• Input material:
------------------------------

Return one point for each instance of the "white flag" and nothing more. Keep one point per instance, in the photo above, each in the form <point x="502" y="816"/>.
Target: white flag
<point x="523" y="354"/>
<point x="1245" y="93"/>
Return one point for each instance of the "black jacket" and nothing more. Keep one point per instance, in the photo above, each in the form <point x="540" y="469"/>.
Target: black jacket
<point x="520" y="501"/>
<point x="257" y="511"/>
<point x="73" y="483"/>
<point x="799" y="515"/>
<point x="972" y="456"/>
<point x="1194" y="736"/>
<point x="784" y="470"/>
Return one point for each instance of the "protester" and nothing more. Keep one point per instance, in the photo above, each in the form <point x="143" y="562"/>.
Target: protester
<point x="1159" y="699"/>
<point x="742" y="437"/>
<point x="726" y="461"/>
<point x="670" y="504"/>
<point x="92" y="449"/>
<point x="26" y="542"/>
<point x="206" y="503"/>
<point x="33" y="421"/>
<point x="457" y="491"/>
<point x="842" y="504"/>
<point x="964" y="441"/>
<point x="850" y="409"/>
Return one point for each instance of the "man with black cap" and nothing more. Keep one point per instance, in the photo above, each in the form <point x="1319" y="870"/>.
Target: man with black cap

------------------------------

• Task item:
Every line of the material above should be transcribed as it stands.

• Solution for this problem:
Return one point for each instance of the "white flag" and nothing more. Keep one point per instance, in the photo above, each in the form <point x="502" y="816"/>.
Target: white flag
<point x="523" y="354"/>
<point x="1245" y="93"/>
Return one point for each instance of the "black jacket" and nothing more. Keep one point per instance, in the photo above, each in the form <point x="540" y="469"/>.
Target: black jacket
<point x="520" y="501"/>
<point x="257" y="511"/>
<point x="73" y="483"/>
<point x="799" y="515"/>
<point x="972" y="456"/>
<point x="1194" y="736"/>
<point x="784" y="470"/>
Return one point for each instance of the "protester" and nothing more. Keep one point per instance, in the photo above, each in the form <point x="143" y="562"/>.
Target: protester
<point x="1159" y="699"/>
<point x="742" y="437"/>
<point x="726" y="461"/>
<point x="670" y="504"/>
<point x="92" y="449"/>
<point x="26" y="542"/>
<point x="206" y="503"/>
<point x="33" y="421"/>
<point x="457" y="491"/>
<point x="842" y="504"/>
<point x="964" y="441"/>
<point x="850" y="409"/>
Return one point for each instance of the "man with black cap" and nothing more. Keep one point per instance, in the photo above, each in the form <point x="1319" y="870"/>.
Target: man with black cap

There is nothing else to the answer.